### TEXT SEGMENT
• • • • •

Suitable cutting stations 108 are known and used in conventional
production lines. The station 108 may include a set of feed rollers
110 that define a driven nip, wherein one of the feed rollers is
driven and the other may be an idler roll. The feed rollers 110 may
also serve to impart a crimped pattern to the running nose wire,
such as diamond pattern. The running nose wire is fed to a cutter
roller 112 configured opposite to an anvil 114, wherein the cuter
roller 112 is driven at a rate so as to cut the running nose wire
104 into individual nose wires 26. Downstream of the cutter roller
112, a pair of delivery rollers 116 transports the individual nose
wires 26 from the cutting station 108 onto a carrier web 118.
Referring to FIG. 4, this carrier web 118 may be the continuous
multi-layer web that defines the upper body portion 20 wherein the
individual nose wires 26 are deposited along the edge of the
carrier web 118 corresponding to the top edge 24. It should be
appreciated that an additional cutting station may be operationally
disposed opposite to (and upstream or downstream) of the cutting
station 108 for cutting and placing the nose wires on the opposite
nested upper body portions 20 in the web depicted in FIG. 4. For
the sake of ease of understanding only one such cutting station is
illustrated and described herein.
[0051] FIG. 5 also depicts staging of a reserve nose wire source
103 proximate to the running first nose wire source 103. Upon a
predetermined depletion state of the first nose wire source 105,
the reserve nose wire source 103 (and individual nose wires
produced therefrom) is introduced to the production line, as
explained in greater detail below with reference to FIGS. 6 through
10.
[0052] After placement of the individual nose wires 104 in position
on the carrier web 118, the binder web 120 is introduced to the
production line 106 along both edges of the carrier web 118 (only
one binder web 120 is depicted in FIG. 5.). The combination of
carrier web 118, nose wire 26, and binder webs 120 pass through a
folding station 122 wherein the binder webs 118 are folded around
the respective running edges 50, 52 of the carrier web 118 (FIG.
4). The components then pass through a bonding station 124 wherein
the binder webs 120 are thermally bonded to the carrier web 118,
thereby producing the edge configurations 24, 38 depicted in FIG. 3
with respective binders 36, 40. The nose wire 26 is held in
position relative to the top edge 24 by the binder 36.
[0053] From the bonding station 124, the continuous combination of
carrier web 118 with nose wires 104 under the binder 36 is conveyed
to further downstream processing stations 126 wherein the
individual facemasks are cut, bonded, head straps are applied, and
so forth.

• • • • •

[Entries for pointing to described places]
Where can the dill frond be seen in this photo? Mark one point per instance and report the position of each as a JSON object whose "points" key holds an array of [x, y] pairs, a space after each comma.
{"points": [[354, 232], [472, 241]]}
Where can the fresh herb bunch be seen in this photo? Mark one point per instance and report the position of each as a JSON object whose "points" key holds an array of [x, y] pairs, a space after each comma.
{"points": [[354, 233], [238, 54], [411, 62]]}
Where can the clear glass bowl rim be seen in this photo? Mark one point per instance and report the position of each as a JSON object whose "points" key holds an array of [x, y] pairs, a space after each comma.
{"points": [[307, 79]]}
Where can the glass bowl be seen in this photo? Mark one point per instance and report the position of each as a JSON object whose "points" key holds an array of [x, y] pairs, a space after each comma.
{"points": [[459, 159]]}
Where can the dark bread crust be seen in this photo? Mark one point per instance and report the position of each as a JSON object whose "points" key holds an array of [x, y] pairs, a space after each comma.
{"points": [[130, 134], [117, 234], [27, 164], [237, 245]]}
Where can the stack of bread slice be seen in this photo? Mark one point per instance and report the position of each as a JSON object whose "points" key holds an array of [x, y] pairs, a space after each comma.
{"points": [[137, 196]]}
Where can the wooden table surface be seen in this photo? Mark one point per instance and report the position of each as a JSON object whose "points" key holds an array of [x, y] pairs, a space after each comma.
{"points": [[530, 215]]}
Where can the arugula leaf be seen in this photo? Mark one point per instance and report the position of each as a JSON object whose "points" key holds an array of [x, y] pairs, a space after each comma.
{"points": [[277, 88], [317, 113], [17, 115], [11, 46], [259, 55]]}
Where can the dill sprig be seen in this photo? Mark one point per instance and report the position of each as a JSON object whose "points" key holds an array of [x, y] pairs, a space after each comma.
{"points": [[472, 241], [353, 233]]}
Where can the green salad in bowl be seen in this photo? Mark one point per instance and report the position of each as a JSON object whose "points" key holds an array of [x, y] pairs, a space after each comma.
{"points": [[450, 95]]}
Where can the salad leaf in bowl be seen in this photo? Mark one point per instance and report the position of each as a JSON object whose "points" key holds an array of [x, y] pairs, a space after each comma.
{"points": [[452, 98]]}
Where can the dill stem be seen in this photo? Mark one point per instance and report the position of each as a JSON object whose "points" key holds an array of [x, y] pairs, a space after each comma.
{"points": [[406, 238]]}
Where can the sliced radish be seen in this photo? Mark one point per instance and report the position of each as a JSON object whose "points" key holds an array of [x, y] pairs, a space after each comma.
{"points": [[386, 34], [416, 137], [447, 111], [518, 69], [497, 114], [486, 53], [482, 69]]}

• • • • •

### WHAT TO WORK ON
- 1) From the passage on nose wire production, copy the part starting with "Referring to FIG." and going on through "and described herein.".
- 2) Name every station in the passage on nose wire production that has a reference number, with its number.

### ANSWERS TO THE EXERCISES
- 1)
Referring to FIG. 4, this carrier web 118 may be the continuous
multi-layer web that defines the upper body portion 20 wherein the
individual nose wires 26 are deposited along the edge of the
carrier web 118 corresponding to the top edge 24. It should be
appreciated that an additional cutting station may be operationally
disposed opposite to (and upstream or downstream) of the cutting
station 108 for cutting and placing the nose wires on the opposite
nested upper body portions 20 in the web depicted in FIG. 4. For
the sake of ease of understanding only one such cutting station is
illustrated and described herein.

- 2)
- Cutting station 108
- Folding station 122
- Bonding station 124
- Downstream processing stations 126